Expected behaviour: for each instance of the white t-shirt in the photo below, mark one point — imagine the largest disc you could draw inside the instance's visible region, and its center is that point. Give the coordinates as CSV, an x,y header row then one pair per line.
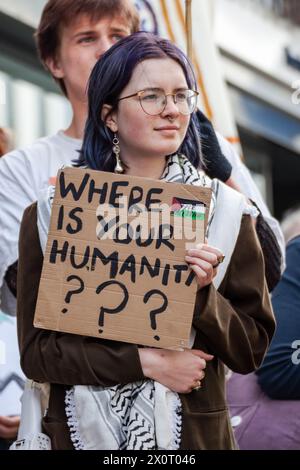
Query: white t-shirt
x,y
24,173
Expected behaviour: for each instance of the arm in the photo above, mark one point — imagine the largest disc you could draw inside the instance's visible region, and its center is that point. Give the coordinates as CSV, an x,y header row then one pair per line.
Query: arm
x,y
48,356
236,322
216,165
16,192
244,181
279,375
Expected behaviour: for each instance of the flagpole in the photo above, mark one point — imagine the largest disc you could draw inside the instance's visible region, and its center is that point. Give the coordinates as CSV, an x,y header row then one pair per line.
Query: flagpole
x,y
189,29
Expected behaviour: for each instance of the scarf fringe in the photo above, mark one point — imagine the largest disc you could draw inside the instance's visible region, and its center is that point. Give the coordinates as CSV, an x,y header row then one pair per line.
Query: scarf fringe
x,y
73,421
176,422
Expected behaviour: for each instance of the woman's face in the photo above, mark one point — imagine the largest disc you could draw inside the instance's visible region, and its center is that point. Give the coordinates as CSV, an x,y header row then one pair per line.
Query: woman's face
x,y
143,135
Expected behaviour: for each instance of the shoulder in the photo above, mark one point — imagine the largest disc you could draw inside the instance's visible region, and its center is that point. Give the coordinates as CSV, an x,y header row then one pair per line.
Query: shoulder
x,y
25,156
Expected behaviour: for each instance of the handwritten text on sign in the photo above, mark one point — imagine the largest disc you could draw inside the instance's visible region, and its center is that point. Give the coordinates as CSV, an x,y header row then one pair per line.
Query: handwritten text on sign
x,y
114,265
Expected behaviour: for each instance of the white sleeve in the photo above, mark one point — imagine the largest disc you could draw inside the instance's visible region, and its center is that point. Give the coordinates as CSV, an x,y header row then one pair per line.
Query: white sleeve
x,y
241,175
17,191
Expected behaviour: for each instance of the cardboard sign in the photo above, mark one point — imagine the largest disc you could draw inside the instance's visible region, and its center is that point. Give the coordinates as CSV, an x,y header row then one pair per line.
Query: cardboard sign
x,y
114,264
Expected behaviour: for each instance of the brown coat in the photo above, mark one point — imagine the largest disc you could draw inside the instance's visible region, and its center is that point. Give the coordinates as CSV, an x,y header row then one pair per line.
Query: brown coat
x,y
234,323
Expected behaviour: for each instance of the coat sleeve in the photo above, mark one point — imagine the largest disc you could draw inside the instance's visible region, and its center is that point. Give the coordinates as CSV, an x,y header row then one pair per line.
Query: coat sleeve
x,y
48,356
236,322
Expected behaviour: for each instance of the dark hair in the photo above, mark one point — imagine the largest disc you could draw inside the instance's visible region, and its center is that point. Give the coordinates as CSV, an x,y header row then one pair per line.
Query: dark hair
x,y
109,77
59,13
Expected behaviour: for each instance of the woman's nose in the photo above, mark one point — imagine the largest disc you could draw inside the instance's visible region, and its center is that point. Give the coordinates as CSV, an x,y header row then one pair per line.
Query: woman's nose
x,y
171,107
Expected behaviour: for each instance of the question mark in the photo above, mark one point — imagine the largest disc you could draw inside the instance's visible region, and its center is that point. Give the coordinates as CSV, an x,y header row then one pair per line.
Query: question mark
x,y
73,292
117,309
155,312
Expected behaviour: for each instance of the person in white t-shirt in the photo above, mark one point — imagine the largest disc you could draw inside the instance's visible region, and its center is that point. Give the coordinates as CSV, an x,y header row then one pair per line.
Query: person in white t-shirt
x,y
71,36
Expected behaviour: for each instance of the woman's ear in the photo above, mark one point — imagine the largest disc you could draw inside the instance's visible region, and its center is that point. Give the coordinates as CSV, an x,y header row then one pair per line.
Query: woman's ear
x,y
109,117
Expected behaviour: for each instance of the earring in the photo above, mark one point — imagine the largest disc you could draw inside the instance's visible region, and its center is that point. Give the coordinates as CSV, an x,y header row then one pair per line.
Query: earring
x,y
116,150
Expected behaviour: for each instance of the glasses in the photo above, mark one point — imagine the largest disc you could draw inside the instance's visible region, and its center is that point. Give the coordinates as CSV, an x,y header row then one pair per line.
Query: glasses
x,y
154,101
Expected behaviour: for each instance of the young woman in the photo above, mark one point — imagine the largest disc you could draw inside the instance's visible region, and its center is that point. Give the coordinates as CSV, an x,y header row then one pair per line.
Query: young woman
x,y
142,98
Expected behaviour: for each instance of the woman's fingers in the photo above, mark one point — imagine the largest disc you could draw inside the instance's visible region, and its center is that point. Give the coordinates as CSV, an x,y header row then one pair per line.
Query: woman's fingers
x,y
211,258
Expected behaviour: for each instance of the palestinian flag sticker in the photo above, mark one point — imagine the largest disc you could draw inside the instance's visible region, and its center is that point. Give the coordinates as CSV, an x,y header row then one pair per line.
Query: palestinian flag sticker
x,y
188,208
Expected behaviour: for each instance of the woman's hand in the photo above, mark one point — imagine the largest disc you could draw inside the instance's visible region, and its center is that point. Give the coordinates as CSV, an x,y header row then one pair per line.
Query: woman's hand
x,y
180,371
204,260
9,426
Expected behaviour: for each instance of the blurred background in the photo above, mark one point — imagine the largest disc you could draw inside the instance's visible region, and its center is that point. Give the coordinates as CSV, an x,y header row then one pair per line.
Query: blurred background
x,y
258,50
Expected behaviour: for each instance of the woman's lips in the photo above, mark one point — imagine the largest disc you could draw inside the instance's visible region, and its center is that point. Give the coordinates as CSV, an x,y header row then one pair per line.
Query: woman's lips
x,y
167,128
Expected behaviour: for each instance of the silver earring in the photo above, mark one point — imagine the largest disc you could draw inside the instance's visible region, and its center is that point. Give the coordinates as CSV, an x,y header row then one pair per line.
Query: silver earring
x,y
116,150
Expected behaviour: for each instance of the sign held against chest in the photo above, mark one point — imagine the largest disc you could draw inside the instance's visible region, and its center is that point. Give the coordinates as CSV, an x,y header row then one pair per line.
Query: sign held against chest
x,y
114,265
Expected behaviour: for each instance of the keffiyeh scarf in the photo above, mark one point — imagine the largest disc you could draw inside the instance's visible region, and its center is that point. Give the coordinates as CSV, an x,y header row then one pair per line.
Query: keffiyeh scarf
------------------------------------------------------------------------
Your objective.
Take the line with "Query: woman's lips" and all lines after it through the end of the records, and write them out exactly; include nothing else.

Output for this exercise.
Query: woman's lips
x,y
167,128
Expected behaviour: for each instance of the silver earring in the photo above, mark one point — imagine the largest disc you could draw inside the instance's visible region, and its center is that point. Give the coordinates as CSV, an x,y header row then one pair per line.
Query: silver earring
x,y
116,150
Expected behaviour: for each instance of the sign held against chest in the photo above, mark one point — imagine the largest disc you could draw inside the instance's visible region, and its center is that point. Give the coordinates as CSV, an x,y header row then one pair per line.
Query: sign held against chest
x,y
114,265
Expected behaviour: for each instance of the keffiyeh scarf in the photo above, mark one point — imagine the largest disc you could draw inside the instance's visible region, and its center is that point. Give the coordinates as CSV, an x,y header row then one pair per line.
Query: keffiyeh scarf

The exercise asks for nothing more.